* Short task *
Quote word for word everything in the entries below from the line containing "Localize camouflage helmet." down to the line containing "xmin=861 ymin=112 xmax=922 ymax=162", including both of those lines.

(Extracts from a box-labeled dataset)
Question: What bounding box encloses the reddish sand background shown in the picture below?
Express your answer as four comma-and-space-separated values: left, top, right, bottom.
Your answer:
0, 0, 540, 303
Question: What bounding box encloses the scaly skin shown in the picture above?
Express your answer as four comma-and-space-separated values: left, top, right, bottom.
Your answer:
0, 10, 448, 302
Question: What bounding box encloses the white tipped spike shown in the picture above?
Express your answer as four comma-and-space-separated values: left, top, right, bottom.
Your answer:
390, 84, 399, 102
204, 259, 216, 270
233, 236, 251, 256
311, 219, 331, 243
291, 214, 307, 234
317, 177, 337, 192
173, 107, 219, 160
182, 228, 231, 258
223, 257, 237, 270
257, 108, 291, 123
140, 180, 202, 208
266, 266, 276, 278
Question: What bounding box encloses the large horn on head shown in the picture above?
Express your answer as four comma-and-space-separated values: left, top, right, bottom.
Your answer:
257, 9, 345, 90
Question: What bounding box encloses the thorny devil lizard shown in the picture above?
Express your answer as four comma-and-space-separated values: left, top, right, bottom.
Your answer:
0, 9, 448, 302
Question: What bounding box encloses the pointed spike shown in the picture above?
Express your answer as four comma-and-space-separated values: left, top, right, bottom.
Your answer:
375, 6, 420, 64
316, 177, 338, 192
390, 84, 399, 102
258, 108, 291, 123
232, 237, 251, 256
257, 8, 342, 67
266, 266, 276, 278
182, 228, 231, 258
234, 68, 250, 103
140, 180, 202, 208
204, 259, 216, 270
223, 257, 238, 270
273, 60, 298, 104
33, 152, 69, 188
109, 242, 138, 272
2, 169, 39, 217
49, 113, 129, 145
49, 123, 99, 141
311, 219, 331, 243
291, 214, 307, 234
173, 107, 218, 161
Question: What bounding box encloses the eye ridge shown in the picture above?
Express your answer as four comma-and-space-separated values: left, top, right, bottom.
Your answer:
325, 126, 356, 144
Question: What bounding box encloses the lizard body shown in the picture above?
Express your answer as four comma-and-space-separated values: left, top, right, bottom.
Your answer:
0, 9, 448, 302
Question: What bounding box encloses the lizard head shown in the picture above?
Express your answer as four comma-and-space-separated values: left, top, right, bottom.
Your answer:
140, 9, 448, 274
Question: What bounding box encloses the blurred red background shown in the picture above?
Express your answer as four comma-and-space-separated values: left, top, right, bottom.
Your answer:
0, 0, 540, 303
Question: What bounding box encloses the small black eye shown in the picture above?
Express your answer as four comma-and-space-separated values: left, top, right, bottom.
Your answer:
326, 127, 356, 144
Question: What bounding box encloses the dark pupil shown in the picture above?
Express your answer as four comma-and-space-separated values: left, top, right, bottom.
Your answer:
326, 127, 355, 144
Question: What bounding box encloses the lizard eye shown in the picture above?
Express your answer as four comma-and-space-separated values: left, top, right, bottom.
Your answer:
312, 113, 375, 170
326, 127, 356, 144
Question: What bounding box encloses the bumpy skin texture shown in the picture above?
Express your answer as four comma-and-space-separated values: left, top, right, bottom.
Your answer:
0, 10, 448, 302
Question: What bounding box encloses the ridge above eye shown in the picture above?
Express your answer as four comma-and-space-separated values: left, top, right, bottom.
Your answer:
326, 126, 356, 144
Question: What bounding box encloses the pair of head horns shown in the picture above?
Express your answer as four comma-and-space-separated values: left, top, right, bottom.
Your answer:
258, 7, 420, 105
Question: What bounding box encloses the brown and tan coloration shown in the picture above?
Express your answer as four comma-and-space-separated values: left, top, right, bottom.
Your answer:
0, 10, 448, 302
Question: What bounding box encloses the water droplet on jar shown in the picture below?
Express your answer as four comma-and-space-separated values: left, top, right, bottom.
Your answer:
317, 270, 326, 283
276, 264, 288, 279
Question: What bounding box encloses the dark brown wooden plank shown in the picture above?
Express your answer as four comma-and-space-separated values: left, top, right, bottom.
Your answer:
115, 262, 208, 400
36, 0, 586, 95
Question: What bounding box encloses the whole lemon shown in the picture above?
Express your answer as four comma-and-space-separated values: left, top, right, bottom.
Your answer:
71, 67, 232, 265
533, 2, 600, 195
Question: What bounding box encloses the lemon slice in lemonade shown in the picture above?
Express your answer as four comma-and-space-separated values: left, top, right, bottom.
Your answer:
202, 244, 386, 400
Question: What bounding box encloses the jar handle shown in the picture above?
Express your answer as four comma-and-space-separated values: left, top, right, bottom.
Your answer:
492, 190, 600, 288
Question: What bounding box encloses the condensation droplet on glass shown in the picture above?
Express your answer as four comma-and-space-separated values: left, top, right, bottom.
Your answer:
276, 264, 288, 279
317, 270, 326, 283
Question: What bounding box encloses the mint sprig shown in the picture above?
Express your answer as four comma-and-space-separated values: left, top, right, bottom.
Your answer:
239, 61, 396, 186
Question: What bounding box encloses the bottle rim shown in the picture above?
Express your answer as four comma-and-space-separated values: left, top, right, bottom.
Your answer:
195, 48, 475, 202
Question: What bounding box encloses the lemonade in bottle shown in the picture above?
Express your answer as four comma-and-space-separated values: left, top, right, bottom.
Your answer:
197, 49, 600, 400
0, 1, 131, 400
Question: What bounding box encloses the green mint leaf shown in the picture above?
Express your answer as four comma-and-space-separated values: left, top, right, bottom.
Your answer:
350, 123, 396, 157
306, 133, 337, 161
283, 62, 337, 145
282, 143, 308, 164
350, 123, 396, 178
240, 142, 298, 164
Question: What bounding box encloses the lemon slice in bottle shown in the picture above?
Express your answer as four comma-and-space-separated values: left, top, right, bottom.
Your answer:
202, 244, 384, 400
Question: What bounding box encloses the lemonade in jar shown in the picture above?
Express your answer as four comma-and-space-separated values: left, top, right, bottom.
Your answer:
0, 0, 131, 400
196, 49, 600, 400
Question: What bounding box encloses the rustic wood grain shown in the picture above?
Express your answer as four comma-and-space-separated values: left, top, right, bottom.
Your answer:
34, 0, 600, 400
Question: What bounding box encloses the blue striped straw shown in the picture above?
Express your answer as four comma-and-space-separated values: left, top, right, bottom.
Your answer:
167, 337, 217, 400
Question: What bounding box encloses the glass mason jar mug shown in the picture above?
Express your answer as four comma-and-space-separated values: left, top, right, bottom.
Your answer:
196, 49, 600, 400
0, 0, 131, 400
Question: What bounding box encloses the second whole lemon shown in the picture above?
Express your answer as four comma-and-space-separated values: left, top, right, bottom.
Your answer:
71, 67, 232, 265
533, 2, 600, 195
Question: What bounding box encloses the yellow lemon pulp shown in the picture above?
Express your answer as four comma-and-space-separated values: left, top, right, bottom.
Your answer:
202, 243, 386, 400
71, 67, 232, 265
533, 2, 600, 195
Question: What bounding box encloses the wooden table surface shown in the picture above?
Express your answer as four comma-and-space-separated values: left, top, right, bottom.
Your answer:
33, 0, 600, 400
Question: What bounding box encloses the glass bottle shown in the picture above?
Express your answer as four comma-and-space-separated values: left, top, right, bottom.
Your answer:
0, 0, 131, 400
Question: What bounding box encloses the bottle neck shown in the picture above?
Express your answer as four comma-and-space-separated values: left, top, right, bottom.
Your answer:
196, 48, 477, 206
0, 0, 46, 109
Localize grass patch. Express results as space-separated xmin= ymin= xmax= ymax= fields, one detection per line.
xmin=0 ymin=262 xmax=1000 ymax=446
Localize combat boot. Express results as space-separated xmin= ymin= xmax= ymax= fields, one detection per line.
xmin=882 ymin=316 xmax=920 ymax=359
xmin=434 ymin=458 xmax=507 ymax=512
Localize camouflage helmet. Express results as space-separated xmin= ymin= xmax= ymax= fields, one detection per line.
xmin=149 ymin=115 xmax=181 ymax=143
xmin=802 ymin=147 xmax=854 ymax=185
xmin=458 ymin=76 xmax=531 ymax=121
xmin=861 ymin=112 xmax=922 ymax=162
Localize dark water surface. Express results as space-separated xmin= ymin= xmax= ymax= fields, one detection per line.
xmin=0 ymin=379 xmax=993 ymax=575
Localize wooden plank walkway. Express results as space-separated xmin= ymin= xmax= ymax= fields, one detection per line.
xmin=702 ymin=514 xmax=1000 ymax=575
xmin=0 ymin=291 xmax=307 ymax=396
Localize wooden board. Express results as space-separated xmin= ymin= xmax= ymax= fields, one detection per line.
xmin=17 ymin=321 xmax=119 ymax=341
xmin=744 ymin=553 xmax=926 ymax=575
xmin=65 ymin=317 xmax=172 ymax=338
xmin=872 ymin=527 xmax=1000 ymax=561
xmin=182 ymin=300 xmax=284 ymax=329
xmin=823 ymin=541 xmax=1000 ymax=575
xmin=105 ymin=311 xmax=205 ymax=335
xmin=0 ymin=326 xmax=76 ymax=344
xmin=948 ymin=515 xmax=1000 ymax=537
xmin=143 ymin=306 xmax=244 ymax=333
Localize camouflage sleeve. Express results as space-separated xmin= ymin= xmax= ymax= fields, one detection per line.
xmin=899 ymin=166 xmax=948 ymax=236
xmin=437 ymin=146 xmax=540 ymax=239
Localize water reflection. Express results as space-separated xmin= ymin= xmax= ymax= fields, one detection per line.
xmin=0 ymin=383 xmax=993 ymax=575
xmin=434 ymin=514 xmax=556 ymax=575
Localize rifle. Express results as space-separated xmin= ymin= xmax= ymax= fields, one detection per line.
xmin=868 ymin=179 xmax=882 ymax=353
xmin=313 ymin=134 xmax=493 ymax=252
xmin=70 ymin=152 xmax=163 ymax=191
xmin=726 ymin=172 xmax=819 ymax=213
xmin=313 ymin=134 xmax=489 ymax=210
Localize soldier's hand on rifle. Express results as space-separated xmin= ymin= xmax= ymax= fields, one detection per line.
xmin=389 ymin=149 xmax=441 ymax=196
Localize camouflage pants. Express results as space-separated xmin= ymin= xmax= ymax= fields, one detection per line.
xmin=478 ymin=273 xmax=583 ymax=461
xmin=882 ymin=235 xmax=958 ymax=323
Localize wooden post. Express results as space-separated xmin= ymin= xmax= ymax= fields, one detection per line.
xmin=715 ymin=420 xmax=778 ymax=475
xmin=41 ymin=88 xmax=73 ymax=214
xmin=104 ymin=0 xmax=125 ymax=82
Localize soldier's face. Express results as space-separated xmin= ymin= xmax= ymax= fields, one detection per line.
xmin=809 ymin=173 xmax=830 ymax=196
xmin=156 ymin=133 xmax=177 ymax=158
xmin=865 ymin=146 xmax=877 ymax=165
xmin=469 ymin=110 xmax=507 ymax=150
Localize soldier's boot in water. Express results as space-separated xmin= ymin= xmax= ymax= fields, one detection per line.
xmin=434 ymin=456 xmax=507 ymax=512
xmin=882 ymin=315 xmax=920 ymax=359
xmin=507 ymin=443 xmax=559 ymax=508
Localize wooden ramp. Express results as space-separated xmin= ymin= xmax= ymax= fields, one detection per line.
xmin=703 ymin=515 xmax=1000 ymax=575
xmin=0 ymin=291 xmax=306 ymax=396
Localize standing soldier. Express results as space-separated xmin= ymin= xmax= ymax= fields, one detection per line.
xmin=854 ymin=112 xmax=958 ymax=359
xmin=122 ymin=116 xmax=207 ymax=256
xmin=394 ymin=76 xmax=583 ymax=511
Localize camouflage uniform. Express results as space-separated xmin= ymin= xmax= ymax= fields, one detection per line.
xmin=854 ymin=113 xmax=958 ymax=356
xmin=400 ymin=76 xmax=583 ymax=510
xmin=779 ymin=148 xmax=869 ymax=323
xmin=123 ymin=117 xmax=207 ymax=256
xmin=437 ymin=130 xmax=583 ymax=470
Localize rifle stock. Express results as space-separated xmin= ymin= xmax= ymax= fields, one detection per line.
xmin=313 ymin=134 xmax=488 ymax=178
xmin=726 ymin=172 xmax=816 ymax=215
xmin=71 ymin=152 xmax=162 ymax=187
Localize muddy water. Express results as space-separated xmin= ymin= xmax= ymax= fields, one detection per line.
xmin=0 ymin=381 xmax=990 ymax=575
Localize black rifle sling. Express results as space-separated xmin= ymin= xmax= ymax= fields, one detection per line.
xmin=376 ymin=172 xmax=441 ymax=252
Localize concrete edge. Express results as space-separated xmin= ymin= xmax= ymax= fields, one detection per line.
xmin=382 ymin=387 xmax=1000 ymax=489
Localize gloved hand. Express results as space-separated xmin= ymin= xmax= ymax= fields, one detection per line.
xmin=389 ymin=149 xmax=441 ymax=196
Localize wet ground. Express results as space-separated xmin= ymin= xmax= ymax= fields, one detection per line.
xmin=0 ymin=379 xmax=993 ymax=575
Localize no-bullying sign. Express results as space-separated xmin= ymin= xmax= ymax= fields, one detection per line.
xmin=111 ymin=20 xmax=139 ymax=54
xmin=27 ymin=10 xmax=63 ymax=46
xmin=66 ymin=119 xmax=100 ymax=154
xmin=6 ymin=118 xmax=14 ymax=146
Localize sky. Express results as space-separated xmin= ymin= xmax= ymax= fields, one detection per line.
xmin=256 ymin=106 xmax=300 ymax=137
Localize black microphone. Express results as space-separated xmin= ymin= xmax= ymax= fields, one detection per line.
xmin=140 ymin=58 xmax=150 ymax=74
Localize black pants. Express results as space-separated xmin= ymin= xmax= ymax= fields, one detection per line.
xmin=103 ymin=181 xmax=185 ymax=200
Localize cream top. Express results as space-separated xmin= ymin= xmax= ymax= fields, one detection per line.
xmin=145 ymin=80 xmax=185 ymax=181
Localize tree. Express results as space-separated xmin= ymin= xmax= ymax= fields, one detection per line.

* Written response *
Localize camouflage helmet. Express results as space-separated xmin= ymin= xmax= ymax= fields, one detection per line.
xmin=149 ymin=115 xmax=181 ymax=143
xmin=802 ymin=147 xmax=854 ymax=185
xmin=458 ymin=76 xmax=531 ymax=121
xmin=861 ymin=112 xmax=922 ymax=162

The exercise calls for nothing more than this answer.